*** 原文

题目大意：

思路：

dp加上hash优化，先设f[i][j]为做到i个匹配到了j。然后根据星号把一段字符串拆分成很多段，然后转化为hash值，和原串匹配。

程序:

#include<iostream> 
#include<cstdio> 
#include<cstdlib> 
#include<cmath> 
#include<cstring> 
#define F(i,j,n) for(int i=j;i<=n;i++) 
#define D(i,j,n) for(int i=j;i>=n;i--) 
#define ll long long 
#define ull unsigned long long 
#define maxn 100005 
#define base 13131 
using namespace std;  
char ch[maxn],s[maxn];  
int n,len,cnt,pos[15];  
bool f[15][maxn];  
ull n1[maxn],n2[maxn],p[maxn];  
inline ull h1(int st,int ed)  
{  
    if (st>ed) return 0;  
    return n1[ed]-n1[st-1]*p[ed-st+1];  
}  
inline ull h2(int st,int ed)  
{  
    if (st>ed) return 0;  
    return n2[ed]-n2[st-1]*p[ed-st+1];  
}  
int main()  
{ 
    scanf("%s",ch+1);  
    len=strlen(ch+1);  
    F(i,1,len) if (ch[i]<'a'||ch[i]>'z') pos[++cnt]=i;  
    pos[++cnt]=len+1;ch[++len]='?';  
    F(i,1,len) n1[i]=(n1[i-1]*base+ch[i]);  
    p[0]=1;  
    F(i,1,100000) p[i]=p[i-1]*base;  
    scanf("%d",&n);  
    while (n--)  
    {  
        scanf("%s",s+1);  
        len=strlen(s+1);s[++len]='#';  
        F(i,1,len) n2[i]=n2[i-1]*base+s[i];  
        memset(f,0,sizeof(f));  
        f[0][0]=true;  
        F(i,0,cnt-1)  
        {  
            if (ch[pos[i]]=='*')  
            {  
                F(j,1,len) if (f[i][j-1]) f[i][j]=true;  
            }  
            F(j,0,len) if (f[i][j]&&h1(pos[i]+1,pos[i+1]-1)==h2(j+1,j+pos[i+1]-pos[i]-1))  
            {  
                if (ch[pos[i+1]]=='?') f[i+1][j+pos[i+1]-pos[i]]=true;  
                else f[i+1][j+pos[i+1]-pos[i]-1]=true;  
            }  
        }  
        if (f[cnt][len]) puts("YES");  
        else puts("NO");  
    }  
    return 0;  
}

******
*** 数据条目

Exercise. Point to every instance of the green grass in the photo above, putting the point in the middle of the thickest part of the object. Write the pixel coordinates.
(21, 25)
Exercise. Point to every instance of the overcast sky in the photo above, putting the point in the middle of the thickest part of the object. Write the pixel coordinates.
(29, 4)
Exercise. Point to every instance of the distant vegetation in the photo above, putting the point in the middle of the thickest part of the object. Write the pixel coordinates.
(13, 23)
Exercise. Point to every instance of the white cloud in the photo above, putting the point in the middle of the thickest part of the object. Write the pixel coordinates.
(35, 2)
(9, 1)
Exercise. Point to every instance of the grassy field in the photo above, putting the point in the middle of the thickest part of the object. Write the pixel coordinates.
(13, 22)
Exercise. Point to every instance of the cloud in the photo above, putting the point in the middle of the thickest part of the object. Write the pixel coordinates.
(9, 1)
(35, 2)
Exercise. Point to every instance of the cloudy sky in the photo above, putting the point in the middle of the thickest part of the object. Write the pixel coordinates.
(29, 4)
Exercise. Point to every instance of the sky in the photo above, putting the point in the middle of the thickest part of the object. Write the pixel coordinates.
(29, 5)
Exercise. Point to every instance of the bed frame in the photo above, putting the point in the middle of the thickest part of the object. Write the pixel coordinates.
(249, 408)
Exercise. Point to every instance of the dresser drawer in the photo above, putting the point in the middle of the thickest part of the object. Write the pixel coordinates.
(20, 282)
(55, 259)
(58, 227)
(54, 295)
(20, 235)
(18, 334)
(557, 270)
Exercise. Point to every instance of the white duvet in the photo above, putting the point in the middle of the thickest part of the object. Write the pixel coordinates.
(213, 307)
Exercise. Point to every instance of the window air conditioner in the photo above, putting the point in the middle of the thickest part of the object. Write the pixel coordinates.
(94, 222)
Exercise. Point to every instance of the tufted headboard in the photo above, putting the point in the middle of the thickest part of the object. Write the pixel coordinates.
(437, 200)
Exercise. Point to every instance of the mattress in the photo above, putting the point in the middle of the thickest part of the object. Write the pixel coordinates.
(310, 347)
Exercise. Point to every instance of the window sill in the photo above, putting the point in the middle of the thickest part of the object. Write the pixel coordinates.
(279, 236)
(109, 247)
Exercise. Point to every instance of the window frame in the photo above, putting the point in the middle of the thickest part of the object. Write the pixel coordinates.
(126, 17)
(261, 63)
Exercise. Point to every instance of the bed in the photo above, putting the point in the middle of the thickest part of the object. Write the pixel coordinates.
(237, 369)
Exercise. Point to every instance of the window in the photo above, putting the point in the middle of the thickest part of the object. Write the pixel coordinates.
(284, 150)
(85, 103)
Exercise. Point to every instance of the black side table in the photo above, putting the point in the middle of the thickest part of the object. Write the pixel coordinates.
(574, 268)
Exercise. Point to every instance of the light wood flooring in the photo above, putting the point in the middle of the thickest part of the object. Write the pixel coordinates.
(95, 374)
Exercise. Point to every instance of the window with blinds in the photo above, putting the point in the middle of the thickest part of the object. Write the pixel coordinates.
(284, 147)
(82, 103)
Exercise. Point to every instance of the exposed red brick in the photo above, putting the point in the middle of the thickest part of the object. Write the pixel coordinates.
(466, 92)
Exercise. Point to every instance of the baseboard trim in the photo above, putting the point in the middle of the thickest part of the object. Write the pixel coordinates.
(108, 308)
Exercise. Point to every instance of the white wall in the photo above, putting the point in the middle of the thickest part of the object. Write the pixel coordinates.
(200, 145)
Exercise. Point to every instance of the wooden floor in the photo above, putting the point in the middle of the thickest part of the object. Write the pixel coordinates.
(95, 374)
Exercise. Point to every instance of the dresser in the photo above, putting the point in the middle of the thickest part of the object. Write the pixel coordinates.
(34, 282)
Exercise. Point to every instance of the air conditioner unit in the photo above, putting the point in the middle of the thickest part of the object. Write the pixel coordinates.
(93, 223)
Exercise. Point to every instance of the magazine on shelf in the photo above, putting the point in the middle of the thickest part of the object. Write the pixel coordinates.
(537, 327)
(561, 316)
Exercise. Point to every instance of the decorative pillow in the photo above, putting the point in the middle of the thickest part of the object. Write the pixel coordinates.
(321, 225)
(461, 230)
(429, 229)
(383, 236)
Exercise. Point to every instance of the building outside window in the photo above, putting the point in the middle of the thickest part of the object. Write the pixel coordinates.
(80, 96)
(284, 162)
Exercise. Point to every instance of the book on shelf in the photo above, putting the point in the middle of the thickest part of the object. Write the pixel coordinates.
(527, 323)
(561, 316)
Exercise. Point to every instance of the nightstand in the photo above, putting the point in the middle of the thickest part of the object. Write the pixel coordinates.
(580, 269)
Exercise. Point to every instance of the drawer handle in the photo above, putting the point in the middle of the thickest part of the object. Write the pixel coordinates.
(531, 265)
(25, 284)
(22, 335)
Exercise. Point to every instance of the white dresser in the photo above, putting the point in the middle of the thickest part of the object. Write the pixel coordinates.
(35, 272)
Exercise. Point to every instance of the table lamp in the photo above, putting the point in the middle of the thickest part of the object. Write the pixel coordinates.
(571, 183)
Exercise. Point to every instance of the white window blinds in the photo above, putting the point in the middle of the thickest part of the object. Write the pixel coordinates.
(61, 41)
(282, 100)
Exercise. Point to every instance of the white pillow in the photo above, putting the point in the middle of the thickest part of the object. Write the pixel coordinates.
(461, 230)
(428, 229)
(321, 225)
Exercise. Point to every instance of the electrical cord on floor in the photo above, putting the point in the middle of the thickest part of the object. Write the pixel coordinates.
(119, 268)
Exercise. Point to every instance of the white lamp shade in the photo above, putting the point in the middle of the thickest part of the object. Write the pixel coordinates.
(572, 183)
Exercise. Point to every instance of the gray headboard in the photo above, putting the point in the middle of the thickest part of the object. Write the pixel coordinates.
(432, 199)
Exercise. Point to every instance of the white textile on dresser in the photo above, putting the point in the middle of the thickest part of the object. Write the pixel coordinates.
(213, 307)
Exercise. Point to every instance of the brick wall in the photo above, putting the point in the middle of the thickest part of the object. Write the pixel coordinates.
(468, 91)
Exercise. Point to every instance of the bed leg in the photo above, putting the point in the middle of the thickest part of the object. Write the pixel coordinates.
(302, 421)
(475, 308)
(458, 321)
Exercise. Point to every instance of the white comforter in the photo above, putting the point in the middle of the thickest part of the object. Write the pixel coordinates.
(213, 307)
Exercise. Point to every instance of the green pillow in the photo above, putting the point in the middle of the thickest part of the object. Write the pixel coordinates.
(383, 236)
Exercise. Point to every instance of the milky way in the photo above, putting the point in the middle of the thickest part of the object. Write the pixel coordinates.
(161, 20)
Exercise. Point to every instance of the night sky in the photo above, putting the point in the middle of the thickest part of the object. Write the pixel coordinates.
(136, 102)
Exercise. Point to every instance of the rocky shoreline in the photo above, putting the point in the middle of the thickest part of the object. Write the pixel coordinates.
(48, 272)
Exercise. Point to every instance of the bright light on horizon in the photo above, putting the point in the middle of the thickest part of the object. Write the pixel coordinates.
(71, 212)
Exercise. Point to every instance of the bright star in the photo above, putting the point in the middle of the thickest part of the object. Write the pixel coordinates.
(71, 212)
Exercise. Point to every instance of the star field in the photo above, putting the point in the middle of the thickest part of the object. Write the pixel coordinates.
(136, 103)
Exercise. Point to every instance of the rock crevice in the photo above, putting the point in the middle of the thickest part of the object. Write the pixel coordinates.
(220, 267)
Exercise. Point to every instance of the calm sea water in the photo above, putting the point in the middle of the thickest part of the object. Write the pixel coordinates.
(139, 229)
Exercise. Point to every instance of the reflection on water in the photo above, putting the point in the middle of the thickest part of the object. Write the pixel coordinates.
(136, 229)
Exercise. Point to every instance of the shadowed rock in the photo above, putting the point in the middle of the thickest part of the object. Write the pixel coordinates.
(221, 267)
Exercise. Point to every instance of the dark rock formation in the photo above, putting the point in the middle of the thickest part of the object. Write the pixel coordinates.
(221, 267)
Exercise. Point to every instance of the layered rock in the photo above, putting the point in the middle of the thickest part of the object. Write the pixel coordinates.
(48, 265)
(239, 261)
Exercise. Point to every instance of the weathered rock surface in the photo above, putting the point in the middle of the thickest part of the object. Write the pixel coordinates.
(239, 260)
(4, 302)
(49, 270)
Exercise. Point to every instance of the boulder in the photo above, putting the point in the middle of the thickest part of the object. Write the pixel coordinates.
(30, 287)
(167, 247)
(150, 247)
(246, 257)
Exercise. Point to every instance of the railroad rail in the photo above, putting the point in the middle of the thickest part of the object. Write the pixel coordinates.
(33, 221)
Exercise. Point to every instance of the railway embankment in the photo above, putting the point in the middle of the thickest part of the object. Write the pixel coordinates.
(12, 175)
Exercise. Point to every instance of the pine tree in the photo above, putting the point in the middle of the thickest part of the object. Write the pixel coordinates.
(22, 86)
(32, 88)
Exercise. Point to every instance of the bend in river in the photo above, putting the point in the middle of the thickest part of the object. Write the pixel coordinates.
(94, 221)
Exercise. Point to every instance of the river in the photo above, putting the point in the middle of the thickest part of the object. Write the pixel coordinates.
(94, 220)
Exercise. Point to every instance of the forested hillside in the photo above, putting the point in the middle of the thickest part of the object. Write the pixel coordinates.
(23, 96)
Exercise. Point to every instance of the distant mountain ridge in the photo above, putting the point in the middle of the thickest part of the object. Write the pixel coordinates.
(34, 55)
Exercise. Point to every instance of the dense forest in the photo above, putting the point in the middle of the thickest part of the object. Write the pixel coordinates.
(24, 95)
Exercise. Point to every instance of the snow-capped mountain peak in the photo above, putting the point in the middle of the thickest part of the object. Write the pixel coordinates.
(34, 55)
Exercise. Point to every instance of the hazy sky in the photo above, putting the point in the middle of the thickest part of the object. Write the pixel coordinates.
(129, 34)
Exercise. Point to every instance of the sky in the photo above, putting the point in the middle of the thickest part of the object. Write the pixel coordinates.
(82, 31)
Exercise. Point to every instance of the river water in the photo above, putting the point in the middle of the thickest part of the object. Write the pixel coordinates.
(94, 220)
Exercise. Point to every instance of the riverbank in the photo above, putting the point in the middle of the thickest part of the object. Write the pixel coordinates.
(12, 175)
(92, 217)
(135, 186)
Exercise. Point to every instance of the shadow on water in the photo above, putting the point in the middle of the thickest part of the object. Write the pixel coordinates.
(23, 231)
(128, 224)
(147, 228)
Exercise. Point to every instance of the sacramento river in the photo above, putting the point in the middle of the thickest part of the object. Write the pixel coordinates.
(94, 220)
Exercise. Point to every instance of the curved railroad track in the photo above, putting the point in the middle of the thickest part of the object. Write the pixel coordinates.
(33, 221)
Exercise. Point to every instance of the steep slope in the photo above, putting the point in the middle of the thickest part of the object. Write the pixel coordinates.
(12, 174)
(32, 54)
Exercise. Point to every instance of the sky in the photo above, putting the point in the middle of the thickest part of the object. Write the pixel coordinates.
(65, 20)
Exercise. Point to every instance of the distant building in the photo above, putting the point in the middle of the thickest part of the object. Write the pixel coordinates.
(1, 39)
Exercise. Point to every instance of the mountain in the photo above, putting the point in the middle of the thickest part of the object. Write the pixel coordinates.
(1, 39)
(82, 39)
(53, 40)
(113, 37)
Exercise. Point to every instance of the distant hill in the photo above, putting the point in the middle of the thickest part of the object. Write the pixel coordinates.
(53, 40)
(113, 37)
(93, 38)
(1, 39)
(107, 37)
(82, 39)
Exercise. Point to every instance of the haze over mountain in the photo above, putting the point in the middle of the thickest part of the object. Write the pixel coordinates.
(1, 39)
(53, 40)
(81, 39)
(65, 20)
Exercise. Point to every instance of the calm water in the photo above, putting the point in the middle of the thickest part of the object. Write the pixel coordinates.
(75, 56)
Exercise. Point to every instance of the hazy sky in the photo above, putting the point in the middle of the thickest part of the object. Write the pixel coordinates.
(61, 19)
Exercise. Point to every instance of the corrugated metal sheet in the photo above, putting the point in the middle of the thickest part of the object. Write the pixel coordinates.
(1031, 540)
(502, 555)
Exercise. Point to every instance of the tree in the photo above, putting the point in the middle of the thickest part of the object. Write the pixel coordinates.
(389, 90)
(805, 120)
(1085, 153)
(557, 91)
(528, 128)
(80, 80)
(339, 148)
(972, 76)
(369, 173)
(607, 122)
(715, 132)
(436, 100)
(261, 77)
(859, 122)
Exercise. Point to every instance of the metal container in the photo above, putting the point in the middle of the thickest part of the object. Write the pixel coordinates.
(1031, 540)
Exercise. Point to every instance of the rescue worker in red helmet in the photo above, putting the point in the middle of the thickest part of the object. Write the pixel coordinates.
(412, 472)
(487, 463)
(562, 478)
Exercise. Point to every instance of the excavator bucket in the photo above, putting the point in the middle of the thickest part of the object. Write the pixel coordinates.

******

• [任务说明 1]:
从“dp加上hash优化，先设f”开始，一直到“D(i,j,n) for(int i=j;i>=n;i--)”为止，把原文中的这一段一字不改地抄写出来。
• [任务说明 2]:
筛选上面的条目，把含有“wall”这个词的每一行都原样抄出来。

• [练习答案 1]:
dp加上hash优化，先设f[i][j]为做到i个匹配到了j。然后根据星号把一段字符串拆分成很多段，然后转化为hash值，和原串匹配。

程序:

#include<iostream> 
#include<cstdio> 
#include<cstdlib> 
#include<cmath> 
#include<cstring> 
#define F(i,j,n) for(int i=j;i<=n;i++) 
#define D(i,j,n) for(int i=j;i>=n;i--)

• [练习答案 2]:
Exercise. Point to every instance of the white wall in the photo above, putting the point in the middle of the thickest part of the object. Write the pixel coordinates.
Exercise. Point to every instance of the brick wall in the photo above, putting the point in the middle of the thickest part of the object. Write the pixel coordinates.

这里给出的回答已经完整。